━━━ PASSAGE PROVIDED

Most trouble can be avoided by simply following the rules. Laws and regulations serve a very important purpose. The words contained within these documents provide rule and order to protect citizens and maintain peace. The laws and regulations which govern the EMS industry are the basis for the standard of care which outlines the professional conduct expected of EMS personnel. Consequently, compliance with laws and regulations becomes a fundamental duty for each individual within an EMS organization.

The EMS industry has changed significantly over time. Today, EMS functions with a more stringent set of laws and regulations than ever before. Matched with a litigious society, EMS organizations are more likely to become involved in legal action, such as lawsuits, with greater frequency. Non-compliance (or even an appearance of non-compliance) by an EMS organization could be used to support a claim of gross negligence in a legal proceeding. Failure to comply with laws and regulations has the potential to have condemning consequences for an EMS organization.

━━━━━━

> TASK ITEM A: Transcribe the passage on EMS laws and regulations word for word, starting at "Most trouble can" and ending at "within an EMS organization.".
> TASK ITEM B: In the passage on EMS laws and regulations, what could non-compliance by an EMS organization be used to support in a legal proceeding?

━━━ PROVIDED INFORMATION

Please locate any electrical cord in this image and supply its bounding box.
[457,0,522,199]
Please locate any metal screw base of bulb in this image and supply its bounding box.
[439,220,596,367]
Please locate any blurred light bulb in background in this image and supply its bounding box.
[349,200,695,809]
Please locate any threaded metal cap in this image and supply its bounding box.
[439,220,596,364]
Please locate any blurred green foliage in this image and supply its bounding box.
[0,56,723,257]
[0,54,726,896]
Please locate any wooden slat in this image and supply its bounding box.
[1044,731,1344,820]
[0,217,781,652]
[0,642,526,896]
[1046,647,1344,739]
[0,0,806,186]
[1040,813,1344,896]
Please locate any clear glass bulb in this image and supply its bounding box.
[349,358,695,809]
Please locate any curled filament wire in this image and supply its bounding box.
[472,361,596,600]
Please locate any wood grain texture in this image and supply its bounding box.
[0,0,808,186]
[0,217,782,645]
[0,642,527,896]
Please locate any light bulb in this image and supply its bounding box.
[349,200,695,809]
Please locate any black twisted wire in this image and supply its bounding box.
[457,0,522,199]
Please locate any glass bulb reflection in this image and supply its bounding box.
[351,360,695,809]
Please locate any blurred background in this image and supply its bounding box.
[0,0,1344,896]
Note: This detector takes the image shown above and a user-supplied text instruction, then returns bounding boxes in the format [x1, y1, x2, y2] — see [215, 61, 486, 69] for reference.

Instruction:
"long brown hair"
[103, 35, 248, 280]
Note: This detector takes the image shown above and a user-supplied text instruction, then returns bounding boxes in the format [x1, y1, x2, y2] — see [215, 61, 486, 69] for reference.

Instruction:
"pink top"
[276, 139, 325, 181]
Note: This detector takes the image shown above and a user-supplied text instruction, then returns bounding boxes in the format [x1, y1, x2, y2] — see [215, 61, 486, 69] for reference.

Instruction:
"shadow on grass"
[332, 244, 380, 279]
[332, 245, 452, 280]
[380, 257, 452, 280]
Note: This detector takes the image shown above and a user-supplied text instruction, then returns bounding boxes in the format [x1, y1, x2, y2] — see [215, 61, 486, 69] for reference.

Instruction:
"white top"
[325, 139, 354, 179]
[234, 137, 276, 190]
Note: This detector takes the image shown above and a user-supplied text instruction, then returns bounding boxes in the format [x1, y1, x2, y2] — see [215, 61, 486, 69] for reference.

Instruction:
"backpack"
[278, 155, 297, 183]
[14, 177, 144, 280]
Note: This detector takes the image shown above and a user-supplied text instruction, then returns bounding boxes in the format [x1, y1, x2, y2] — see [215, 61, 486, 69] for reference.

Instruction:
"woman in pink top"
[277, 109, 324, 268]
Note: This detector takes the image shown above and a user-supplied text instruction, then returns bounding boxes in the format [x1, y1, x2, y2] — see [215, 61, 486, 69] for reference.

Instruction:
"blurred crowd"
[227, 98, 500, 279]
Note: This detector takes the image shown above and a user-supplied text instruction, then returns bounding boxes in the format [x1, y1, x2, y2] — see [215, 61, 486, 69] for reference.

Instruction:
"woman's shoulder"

━━━━━━

> FINAL ANSWER A:
Most trouble can be avoided by simply following the rules. Laws and regulations serve a very important purpose. The words contained within these documents provide rule and order to protect citizens and maintain peace. The laws and regulations which govern the EMS industry are the basis for the standard of care which outlines the professional conduct expected of EMS personnel. Consequently, compliance with laws and regulations becomes a fundamental duty for each individual within an EMS organization.

> FINAL ANSWER B: A claim of gross negligence.